**EXERCISE OBJECTIVE**
Go through the listing below and repeat it exactly, omitting each picture.

**RECORDED DATA**
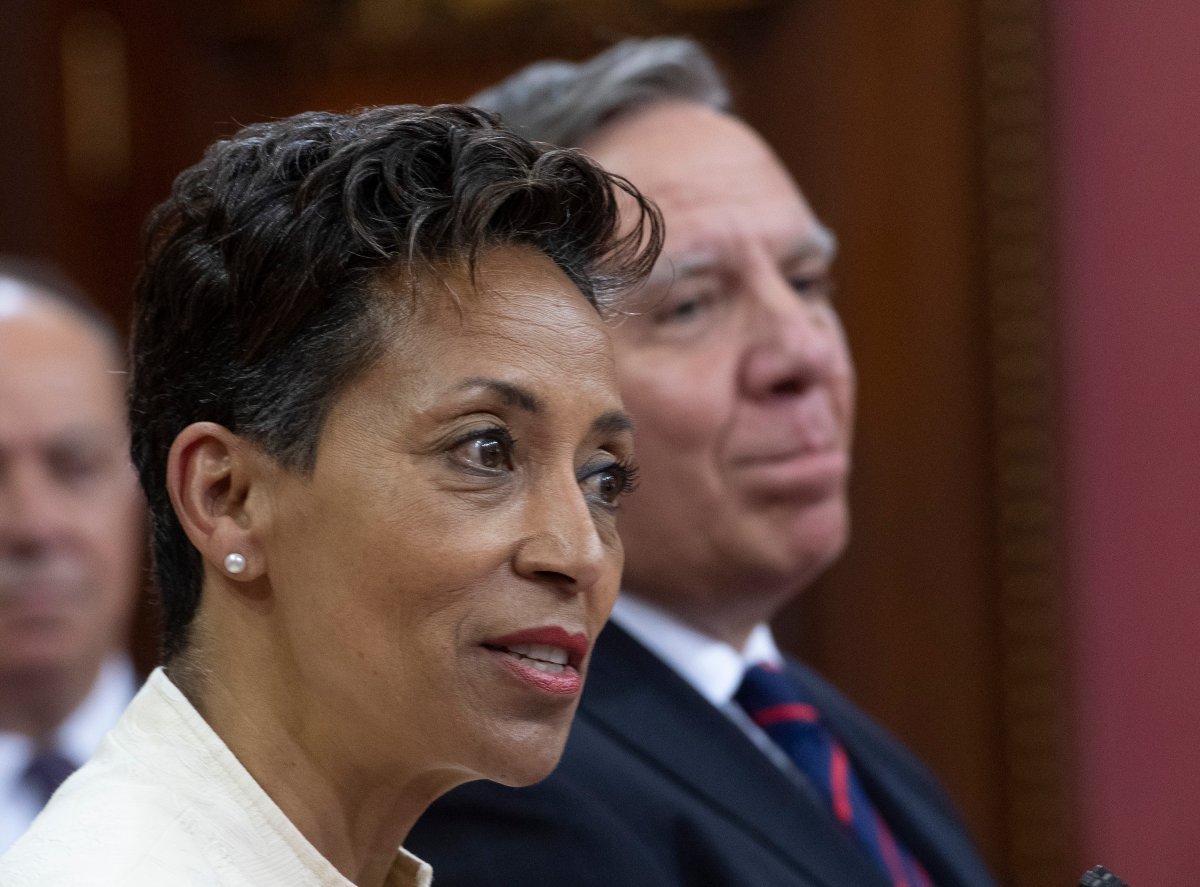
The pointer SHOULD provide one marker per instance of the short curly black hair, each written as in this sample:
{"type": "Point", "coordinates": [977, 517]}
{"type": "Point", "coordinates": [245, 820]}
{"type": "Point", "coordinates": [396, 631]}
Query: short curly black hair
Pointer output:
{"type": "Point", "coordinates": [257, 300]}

**OUTPUT FOR THIS TASK**
The pointer SHOULD provide one marker per instance of the short curly black hair, each written as in this sample:
{"type": "Point", "coordinates": [977, 517]}
{"type": "Point", "coordinates": [245, 820]}
{"type": "Point", "coordinates": [396, 631]}
Query: short curly black hair
Pointer output:
{"type": "Point", "coordinates": [257, 300]}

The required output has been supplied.